** Start of Data to process **

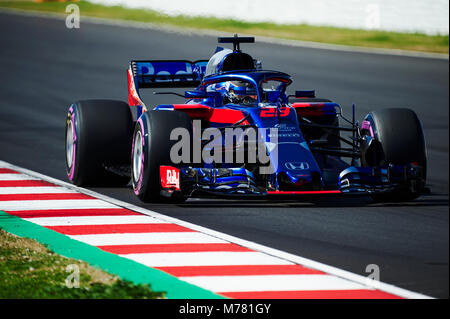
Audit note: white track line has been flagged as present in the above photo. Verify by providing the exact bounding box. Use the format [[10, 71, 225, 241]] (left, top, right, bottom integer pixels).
[[0, 199, 118, 211], [121, 251, 293, 267], [179, 275, 367, 292], [0, 161, 432, 299], [24, 215, 164, 226], [69, 232, 227, 246], [0, 173, 39, 181]]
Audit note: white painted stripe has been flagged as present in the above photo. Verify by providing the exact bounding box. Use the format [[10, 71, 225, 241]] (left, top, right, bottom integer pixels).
[[179, 275, 368, 292], [0, 160, 432, 299], [69, 232, 227, 246], [0, 174, 39, 181], [121, 252, 293, 267], [0, 186, 77, 194], [24, 215, 165, 226], [0, 199, 118, 211]]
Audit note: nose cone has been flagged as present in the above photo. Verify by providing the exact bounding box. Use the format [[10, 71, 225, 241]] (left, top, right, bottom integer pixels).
[[277, 170, 322, 191]]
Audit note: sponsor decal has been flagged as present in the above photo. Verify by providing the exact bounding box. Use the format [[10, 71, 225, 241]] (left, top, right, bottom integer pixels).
[[159, 166, 180, 190], [284, 162, 309, 171]]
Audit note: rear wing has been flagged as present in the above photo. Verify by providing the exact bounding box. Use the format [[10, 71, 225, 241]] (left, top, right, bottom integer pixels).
[[130, 60, 208, 88]]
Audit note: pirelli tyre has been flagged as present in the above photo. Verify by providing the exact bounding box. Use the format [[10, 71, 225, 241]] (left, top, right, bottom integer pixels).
[[65, 100, 133, 187], [362, 108, 427, 201], [131, 111, 192, 203]]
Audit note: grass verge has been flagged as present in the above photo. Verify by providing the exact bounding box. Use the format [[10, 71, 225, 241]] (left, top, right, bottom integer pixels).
[[0, 1, 449, 54], [0, 229, 164, 299]]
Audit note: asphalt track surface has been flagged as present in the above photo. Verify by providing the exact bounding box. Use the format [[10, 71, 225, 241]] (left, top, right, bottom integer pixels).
[[0, 12, 449, 298]]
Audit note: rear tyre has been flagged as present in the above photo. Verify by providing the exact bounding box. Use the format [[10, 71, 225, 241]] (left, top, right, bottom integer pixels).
[[65, 100, 133, 187], [362, 108, 427, 201], [131, 111, 192, 203]]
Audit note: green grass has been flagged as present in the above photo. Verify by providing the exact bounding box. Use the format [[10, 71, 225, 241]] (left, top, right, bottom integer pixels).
[[0, 229, 164, 299], [0, 1, 449, 54]]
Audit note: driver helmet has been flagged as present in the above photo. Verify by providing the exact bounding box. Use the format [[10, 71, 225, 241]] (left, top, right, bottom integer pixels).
[[224, 81, 258, 104]]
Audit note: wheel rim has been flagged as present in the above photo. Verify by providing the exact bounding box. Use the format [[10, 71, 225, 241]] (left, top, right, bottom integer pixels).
[[66, 119, 74, 168], [133, 131, 142, 182]]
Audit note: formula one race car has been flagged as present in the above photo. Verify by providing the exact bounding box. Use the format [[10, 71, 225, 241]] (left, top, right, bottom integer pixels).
[[66, 35, 427, 202]]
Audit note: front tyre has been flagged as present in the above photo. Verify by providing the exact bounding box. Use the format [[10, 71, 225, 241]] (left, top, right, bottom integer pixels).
[[65, 100, 133, 186], [361, 108, 427, 201]]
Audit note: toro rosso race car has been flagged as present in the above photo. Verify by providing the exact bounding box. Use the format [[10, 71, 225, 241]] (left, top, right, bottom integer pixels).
[[65, 35, 427, 202]]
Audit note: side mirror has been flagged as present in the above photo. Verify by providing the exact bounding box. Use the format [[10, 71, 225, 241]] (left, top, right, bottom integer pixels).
[[295, 90, 316, 98], [184, 91, 208, 99]]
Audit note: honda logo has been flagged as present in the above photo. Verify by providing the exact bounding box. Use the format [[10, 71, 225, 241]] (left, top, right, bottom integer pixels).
[[284, 162, 309, 171]]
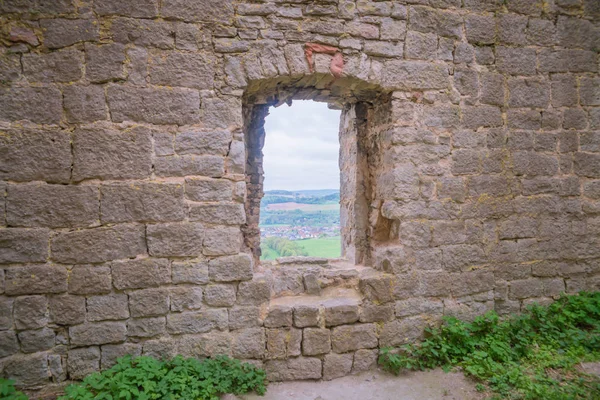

** End of Data to process **

## The exercise:
Copy the records above line for line, without any changes, and leave out the pictures.

## The answer:
Audit note: white track line has been flagged as present in the above photo. Verify by providing the exact bounding box. Use the format [[10, 71, 225, 241]] (left, top, right, bottom integer pixels).
[[0, 199, 118, 211], [121, 251, 293, 267], [179, 275, 367, 292], [0, 161, 432, 299], [24, 215, 164, 226], [69, 232, 227, 246], [0, 173, 39, 181]]
Audit note: white painted stripe has been flagged as present in the above photo. Verify by providing the exact bounding box. Use the format [[10, 71, 225, 241]] (left, top, right, bottom integer pixels).
[[179, 275, 368, 292], [0, 160, 432, 299], [69, 232, 227, 246], [0, 174, 39, 181], [121, 252, 293, 267], [0, 186, 77, 194], [24, 215, 165, 226], [0, 199, 118, 211]]
Audit note: nose cone has been flagged as present in the above photo. Verify by providing the exact bounding box. Use the format [[10, 71, 225, 241]] (left, top, right, bottom integer pixels).
[[277, 170, 322, 191]]
Audit note: sponsor decal has been flagged as present in the above photo. Verify by providing the exact bounding box. Use the format [[10, 71, 225, 241]] (left, top, right, bottom integer pixels).
[[159, 166, 180, 190], [284, 162, 309, 171]]
Audit note: rear wing has been flagged as present in the above photo. Verify by providing the exact bounding box. Use the format [[10, 71, 225, 241]] (left, top, right, bottom integer pixels).
[[130, 60, 208, 88]]
Audit note: pirelli tyre has been flagged as present in the above photo. Verify by providing the exact bounding box. Use the format [[10, 71, 225, 241]] (left, top, right, bottom integer pixels).
[[65, 100, 133, 187], [362, 108, 427, 201], [131, 111, 192, 203]]
Audit note: grass verge has been flagged as present in the above photo. Verify by providing the exact bounding box. Use the format [[10, 71, 225, 241]] (left, top, right, bottom integer pixels).
[[0, 1, 449, 54], [0, 229, 164, 299]]
Audit note: asphalt track surface has been flagged as present in the above photo. Verify by providing the exact bounding box. Use the format [[10, 71, 225, 241]] (left, top, right, bottom integer pixels).
[[0, 12, 449, 298]]
Audit note: rear tyre has been flagged as present in the above photo. Verify by providing the exact bounding box. Use the format [[10, 71, 225, 241]] (left, top, right, bottom integer pixels).
[[65, 100, 133, 187], [362, 108, 427, 201], [131, 111, 192, 203]]
Audit note: green grass has been flagged as present in the above photo. Verify by providing the exact bounding box. Use the format [[10, 71, 225, 241]] (left, top, right, bottom integer pixels).
[[0, 229, 164, 299], [0, 1, 449, 54]]
Audit note: driver helmet has been flagged as present in the above photo. Verify by providing the exact bounding box. Use the format [[10, 71, 225, 241]] (left, top, right, bottom integer pixels).
[[224, 81, 258, 104]]
Audit note: wheel rim has been flagged as present in the above photo. Verify by providing the exact bounding box. Use the format [[10, 71, 225, 241]] (left, top, right, bottom integer pixels).
[[66, 119, 74, 168], [133, 131, 142, 182]]
Audit note: formula one race car has been flagged as present in the above photo. Verify by providing the exact bounding box. Use the format [[10, 71, 225, 241]] (left, top, right, bottom integer pixels).
[[66, 35, 427, 202]]
Audit note: front tyre has been flagged as present in the above photo. Verify by providing the exact bounding box. Use the format [[10, 71, 225, 241]] (left, top, right, bottom integer pixels).
[[65, 100, 133, 186], [361, 108, 427, 201]]
Audit note: toro rosso race car has been flagged as present in the above photo. Verify by providing the exact bounding box. Use the format [[10, 71, 225, 241]] (left, top, right, bottom integer pixels).
[[65, 35, 427, 202]]
Audit note: side mirror has been flagged as present in the above photo. Verify by providing the exact bounding box. Use the format [[10, 71, 225, 241]] (left, top, right, bottom integer pixels).
[[295, 90, 316, 98], [184, 91, 208, 99]]
Audit note: honda logo has been flagged as present in the above photo. Verify by providing the exact bounding box. Use the format [[10, 71, 225, 241]] (left, top, right, bottom integer pixels).
[[284, 162, 309, 171]]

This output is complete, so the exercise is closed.